Task brief: An exact restatement of all the data is required, with the pictures left out.

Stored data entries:
===

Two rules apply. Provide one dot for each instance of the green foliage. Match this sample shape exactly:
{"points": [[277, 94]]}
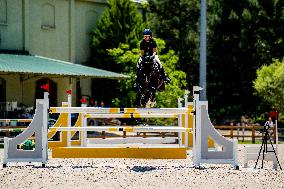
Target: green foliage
{"points": [[243, 35], [128, 59], [177, 23], [269, 84], [120, 23]]}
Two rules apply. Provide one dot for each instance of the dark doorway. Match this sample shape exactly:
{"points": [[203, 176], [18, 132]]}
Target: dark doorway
{"points": [[52, 90], [2, 90]]}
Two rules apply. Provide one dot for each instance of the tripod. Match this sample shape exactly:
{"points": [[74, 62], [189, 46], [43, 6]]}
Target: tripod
{"points": [[263, 147]]}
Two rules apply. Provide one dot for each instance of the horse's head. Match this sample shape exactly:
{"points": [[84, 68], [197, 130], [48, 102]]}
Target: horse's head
{"points": [[147, 59]]}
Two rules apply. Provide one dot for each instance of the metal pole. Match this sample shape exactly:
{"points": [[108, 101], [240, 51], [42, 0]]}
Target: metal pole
{"points": [[202, 65]]}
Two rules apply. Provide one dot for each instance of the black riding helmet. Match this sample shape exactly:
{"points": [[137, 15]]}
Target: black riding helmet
{"points": [[147, 32]]}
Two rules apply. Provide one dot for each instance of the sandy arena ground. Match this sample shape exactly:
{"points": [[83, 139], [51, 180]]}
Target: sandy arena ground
{"points": [[137, 173]]}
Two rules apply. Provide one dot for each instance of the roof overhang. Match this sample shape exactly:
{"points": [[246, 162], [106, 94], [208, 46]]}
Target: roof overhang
{"points": [[38, 65]]}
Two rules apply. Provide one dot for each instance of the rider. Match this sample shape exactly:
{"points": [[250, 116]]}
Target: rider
{"points": [[148, 46]]}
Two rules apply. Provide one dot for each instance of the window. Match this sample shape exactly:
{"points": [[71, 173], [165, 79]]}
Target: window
{"points": [[48, 16], [3, 11]]}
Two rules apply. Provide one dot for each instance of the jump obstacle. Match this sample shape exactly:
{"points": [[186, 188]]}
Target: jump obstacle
{"points": [[194, 127]]}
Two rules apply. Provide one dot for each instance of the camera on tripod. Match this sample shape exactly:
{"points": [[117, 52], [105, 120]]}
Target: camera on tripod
{"points": [[266, 127]]}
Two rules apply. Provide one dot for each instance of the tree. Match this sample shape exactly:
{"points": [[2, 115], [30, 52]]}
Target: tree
{"points": [[243, 35], [128, 57], [269, 84], [177, 23], [120, 23]]}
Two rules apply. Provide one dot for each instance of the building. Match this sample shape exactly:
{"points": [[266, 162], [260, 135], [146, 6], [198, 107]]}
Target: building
{"points": [[58, 34]]}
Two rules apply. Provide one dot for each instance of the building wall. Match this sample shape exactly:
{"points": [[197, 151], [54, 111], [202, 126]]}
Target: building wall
{"points": [[11, 24], [58, 29], [49, 28]]}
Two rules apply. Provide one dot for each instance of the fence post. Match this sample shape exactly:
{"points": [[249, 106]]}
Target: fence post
{"points": [[253, 134], [274, 133]]}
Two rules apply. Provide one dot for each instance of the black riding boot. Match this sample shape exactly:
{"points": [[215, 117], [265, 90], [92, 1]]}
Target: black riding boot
{"points": [[166, 78]]}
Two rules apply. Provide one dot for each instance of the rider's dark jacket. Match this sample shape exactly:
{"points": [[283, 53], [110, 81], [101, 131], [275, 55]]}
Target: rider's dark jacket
{"points": [[148, 46]]}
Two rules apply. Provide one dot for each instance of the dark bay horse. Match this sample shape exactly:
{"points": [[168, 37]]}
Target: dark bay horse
{"points": [[149, 80]]}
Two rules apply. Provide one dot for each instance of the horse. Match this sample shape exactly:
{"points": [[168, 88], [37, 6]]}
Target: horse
{"points": [[149, 80]]}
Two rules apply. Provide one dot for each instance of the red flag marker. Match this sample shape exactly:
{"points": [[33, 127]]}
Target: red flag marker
{"points": [[69, 91], [83, 100], [45, 87]]}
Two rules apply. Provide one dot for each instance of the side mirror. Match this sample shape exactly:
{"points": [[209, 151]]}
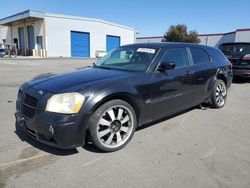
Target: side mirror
{"points": [[168, 65]]}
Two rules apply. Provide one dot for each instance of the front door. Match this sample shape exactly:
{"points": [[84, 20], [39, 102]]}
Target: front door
{"points": [[172, 90]]}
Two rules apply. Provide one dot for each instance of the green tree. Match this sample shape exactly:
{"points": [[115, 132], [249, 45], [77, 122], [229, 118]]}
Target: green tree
{"points": [[179, 33]]}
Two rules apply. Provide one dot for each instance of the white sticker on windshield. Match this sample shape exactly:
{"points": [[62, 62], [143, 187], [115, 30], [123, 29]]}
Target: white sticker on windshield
{"points": [[146, 50]]}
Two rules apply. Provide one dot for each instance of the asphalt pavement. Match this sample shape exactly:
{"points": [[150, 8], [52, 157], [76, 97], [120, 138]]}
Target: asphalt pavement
{"points": [[196, 148]]}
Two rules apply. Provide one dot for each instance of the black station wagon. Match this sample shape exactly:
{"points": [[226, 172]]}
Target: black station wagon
{"points": [[130, 86]]}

===

Solution to this exercise:
Two rules apply. Provide one dot for each instance of the green foliage. Match this sample shape exactly:
{"points": [[277, 94]]}
Target: green foliage
{"points": [[243, 35], [128, 59], [177, 23], [269, 84], [120, 23]]}
Two rules apply. Provide one dot for each instance of the dark doorway. Match this sample shape exactly:
{"points": [[203, 176], [18, 132]]}
Target: dark doorway
{"points": [[52, 90], [2, 90]]}
Two rules apply. Provide one dot for each instance of the tripod. Match this sample shape exactly:
{"points": [[74, 62], [189, 46], [43, 6]]}
Target: tripod
{"points": [[263, 147]]}
Two rules apply. Provide one dot for each instance of the horse's head. Match this sample shape exactly:
{"points": [[84, 68], [197, 130], [48, 102]]}
Target: horse's head
{"points": [[147, 59]]}
Two rules apply. Provide one dot for each instance of the metal pole. Match this sample shape exactly:
{"points": [[108, 101], [240, 51], [42, 0]]}
Target: metal pole
{"points": [[202, 65]]}
Two rules apply. Provide one dot for each instance of the black riding helmet. Match this sample shape exactly:
{"points": [[137, 15]]}
Target: black riding helmet
{"points": [[147, 32]]}
Two rules apply. Provide one dot for each instance of the sandy arena ground. Match this sample shape exactly:
{"points": [[83, 139], [51, 180]]}
Target: sandy arena ground
{"points": [[137, 173]]}
Two rules apply. Provide one dot for each instance of the roof overhang. Match this sample shape exactly:
{"points": [[246, 162], [106, 94], [208, 46]]}
Target: roof overhang
{"points": [[38, 65]]}
Two rules apply. Provide one dot for each instance of the rider. Match this sample shape exactly:
{"points": [[250, 116]]}
Target: rider
{"points": [[148, 46]]}
Two rules apply. Provide one dot for each instance of the window. Match this sample shape exactly:
{"points": [[71, 173], [165, 79]]}
Target: window
{"points": [[48, 16], [3, 11]]}
Two rules apply. Provide one dot for each instance of the jump obstacle. Match this sample shape exactly:
{"points": [[186, 188]]}
Target: jump obstacle
{"points": [[194, 127]]}
Two rules apply. Provide one dot for each instance of the camera on tripod. Match this sample shape exactly:
{"points": [[117, 52], [105, 120]]}
Target: camera on tripod
{"points": [[266, 127]]}
Two rules apply. Provide one dot for each instance of the tree. Match this sample shape exactly:
{"points": [[2, 115], [30, 52]]}
Target: tree
{"points": [[243, 35], [128, 57], [269, 84], [177, 23], [120, 23]]}
Two rules apply. Provide one dot for each instance of the building. Match this sample shape exactly:
{"points": [[266, 162], [260, 135], [146, 6], [198, 107]]}
Target: building
{"points": [[58, 34]]}
Two rules apply. Provide one dot for each instance of the building wall. Match this sample shape exactly:
{"points": [[197, 151], [54, 111], [202, 126]]}
Target: building wall
{"points": [[11, 24], [58, 29], [49, 28]]}
Two rules apply. Provide one dot for each instance of the fence post. Match this sample shape exactly:
{"points": [[249, 106]]}
Target: fence post
{"points": [[253, 134], [274, 133]]}
Two rules apply. Provide one dot for each instance of the black riding boot. Match this sample shape exactly:
{"points": [[215, 117], [265, 90], [92, 1]]}
Target: black riding boot
{"points": [[166, 78]]}
Two rules apply. Provide one dot for each instance of the rider's dark jacket. Match this sample shape exactly:
{"points": [[283, 53], [110, 81], [101, 131], [275, 55]]}
Target: rider's dark jacket
{"points": [[148, 46]]}
Two rules apply. Provide one dot for each instance of the dark bay horse. Match this sample shape exactly:
{"points": [[168, 37]]}
Target: dark bay horse
{"points": [[149, 80]]}
Two rules apply. Provide one dot for each instance of the horse. Match this sample shape exactly:
{"points": [[168, 88], [37, 6]]}
Target: horse
{"points": [[149, 80]]}
Two rules apply. Provide one dot for each instance of the red flag marker. Match this sample shape exactly:
{"points": [[33, 127]]}
Target: red flag marker
{"points": [[69, 91], [83, 100], [45, 87]]}
Two rules apply. Provide one dot for each instance of the side mirror. Match this sample shape exactly:
{"points": [[209, 151]]}
Target: side mirror
{"points": [[168, 65]]}
Two rules apply. Provide one dot for each instance of the front door. Match this sample shape exactly:
{"points": [[84, 20], [39, 102]]}
Target: front door
{"points": [[172, 90]]}
Two rules apply. Provide one dot for each instance of the green tree. Match this sample shape exactly:
{"points": [[115, 132], [249, 45], [77, 122], [229, 118]]}
Target: green tree
{"points": [[179, 33]]}
Two rules apply. Provide one dot for each instance of the white sticker on windshield. Match this sample shape exactly:
{"points": [[62, 62], [143, 187], [115, 30], [123, 29]]}
Target: white sticker on windshield
{"points": [[146, 50]]}
Two rules apply. Provide one dot for each instance of the asphalt pavement. Match this sample shape exactly:
{"points": [[150, 8], [52, 157], [76, 97], [120, 138]]}
Target: asphalt pavement
{"points": [[196, 148]]}
Two rules apply. Provide one dot for each instance of the black station wagon. Match this sample shape exactly:
{"points": [[226, 172]]}
Target: black station wagon
{"points": [[130, 86]]}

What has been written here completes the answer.